Prompt
Continue the text about ACT Accelerator funding pledges at the Paris Peace Forum from the point where it stops.

Start of Text segment

Access to COVID-19 Tools Accelerator commitments reach US$ 5.1billion following new contributions, including at Paris Peace Forum
Donors commit to fund the scale up of the ACT-Accelerator but warn additional funding is critical to support its success
- The European Commission, France, Spain, The Republic of Korea and the Bill & Melinda Gates Foundation pledge US$360 million to COVAX, the Vaccines Pillar of the ACT Accelerator
- Emmanuel Macron, President of France; Erna Solberg, Prime Minister of Norway; Ursula von der Leyen, President of the European Commission; Dr Tedros Adhanom Ghebreyesus, Director-General of the WHO; Melinda Gates, Co-Chair of The Bill & Melinda Gates Foundation discuss essential need for multilateral action and the ACT Accelerator’s role in ending the acute phase of the pandemic as quickly as possible
- Leaders warn that the world’s capacity to fundamentally change the dynamic of the pandemic in the first half of 2021 is at risk if there are delays to urgent funding
Heads of state, global health leaders, scientists and the private sector have come together at the Paris Peace Forum this week to discuss how to meet the urgent funding needs of the ACT Accelerator. New contributions bring the total committed to over US$ 5.1 billion – but an additional US$ 4.2 billion is needed urgently this year, with a further US$ 23.9 billion required in 2021, if tools are to be deployed across the world as they become available.
Since April, the ACT Accelerator partnership, launched by WHO and partners, has supported the fastest, most coordinated, and successful global effort in history to develop tools to fight a disease. With significant advances in research and development by academia, private sector and government initiatives, the ACT Accelerator is on the cusp of securing a way to end the acute phase of the pandemic by deploying the tests, treatments and vaccines the world needs.

End of Text segment
Start of Data extract

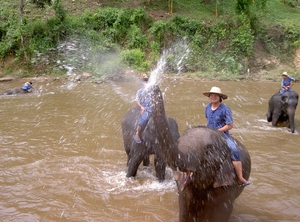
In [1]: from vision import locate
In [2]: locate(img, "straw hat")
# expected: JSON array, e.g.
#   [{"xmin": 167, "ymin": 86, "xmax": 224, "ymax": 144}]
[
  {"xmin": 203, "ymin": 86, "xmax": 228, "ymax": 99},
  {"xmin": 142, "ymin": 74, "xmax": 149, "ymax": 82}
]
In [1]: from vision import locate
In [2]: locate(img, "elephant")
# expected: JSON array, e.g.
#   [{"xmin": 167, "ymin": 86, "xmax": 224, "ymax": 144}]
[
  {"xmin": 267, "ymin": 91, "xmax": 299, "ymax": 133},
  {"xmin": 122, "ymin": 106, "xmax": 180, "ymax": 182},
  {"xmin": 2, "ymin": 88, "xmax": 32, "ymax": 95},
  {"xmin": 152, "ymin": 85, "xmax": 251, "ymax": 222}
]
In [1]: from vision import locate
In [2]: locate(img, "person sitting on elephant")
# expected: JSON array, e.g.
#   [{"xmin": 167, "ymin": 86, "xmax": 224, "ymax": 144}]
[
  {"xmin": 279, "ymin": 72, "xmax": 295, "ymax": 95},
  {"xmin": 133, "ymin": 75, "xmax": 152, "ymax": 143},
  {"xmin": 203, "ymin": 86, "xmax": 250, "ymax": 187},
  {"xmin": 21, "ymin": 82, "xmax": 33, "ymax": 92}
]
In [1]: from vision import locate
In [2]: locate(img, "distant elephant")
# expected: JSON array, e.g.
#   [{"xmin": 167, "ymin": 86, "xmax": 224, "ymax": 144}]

End of Data extract
Start of Data extract

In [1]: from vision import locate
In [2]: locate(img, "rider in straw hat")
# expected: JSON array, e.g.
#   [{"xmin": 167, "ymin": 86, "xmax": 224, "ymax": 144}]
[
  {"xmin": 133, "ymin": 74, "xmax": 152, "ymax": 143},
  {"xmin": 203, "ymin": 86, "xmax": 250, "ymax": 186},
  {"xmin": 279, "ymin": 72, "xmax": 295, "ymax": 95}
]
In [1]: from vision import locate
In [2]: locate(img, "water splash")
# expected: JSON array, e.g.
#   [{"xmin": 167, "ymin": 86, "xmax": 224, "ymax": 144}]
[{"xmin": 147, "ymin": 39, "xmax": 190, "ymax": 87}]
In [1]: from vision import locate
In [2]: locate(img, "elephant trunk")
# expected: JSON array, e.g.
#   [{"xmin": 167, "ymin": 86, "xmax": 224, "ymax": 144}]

End of Data extract

Answer to the problem
Speaking at the Paris Peace Forum, Emmanuel Macron, President of France, said: “Together, we have implemented the ACT-A system, with the ambition to be part of a "global public good" approach, that is, to allow access for all to these tools to fight this pandemic.”
Ursula von der Leyen, President of the European Commission reminded delegates that the US$ 28 billion needed to fund the ACT-Accelerator to fulfil its objectives is equivalent to “the same sum the transport sector and the global tourism sector lose in just two days of lockdown”. She added that “there is a very clear message behind it. It’s way better to invest now in the ACT Accelerator and to COVAX – for the distribution in every corner of the world of vaccines – than to struggle longer with all the confinement measures we have suffered during this pandemic.”
Dr Tedros Adhanom Ghebreyesus, Director-General of the WHO, said: “This pandemic is unprecedented, and it has taken the whole world hostage. The only option we have is cooperation and solidarity. It is a must. The world is seeing it that way.”
Erna Solberg, Prime Minister of Norway and co-chair of the ACT Accelerator Facilitation Council, said: “We have to look beyond aid for financing. We need to look at private sector, innovative mechanisms, other ways to get this money, fast. We need to accelerate this faster than we are doing these days.”
Melinda Gates, co-chair of The Bill & Melinda Gates Foundation, said: “COVID-19 has made distinction completely irrelevant. In this pandemic, there’s no difference between helping yourself and helping others. The self-interested thing and the selfless thing are one and the same.”
In just 6 months the ACT Accelerator, through its partnership of the world’s leading international health organizations, has already delivered significant and concrete results: more than 50 diagnostic tests are being evaluated and new rapid antigen diagnostics are being made available for low and middle income countries; life-saving dexamethasone treatments are being used and rolled out; new monoclonal antibodies are being evaluated; 186 countries are working with COVAX, the world’s largest and most diverse portfolio of vaccines; a diverse research portfolio of nine vaccines candidates are in clinical trials and systems requirements for delivery of COVID-19 tools have been mapped in 4 of the world’s 6 regions.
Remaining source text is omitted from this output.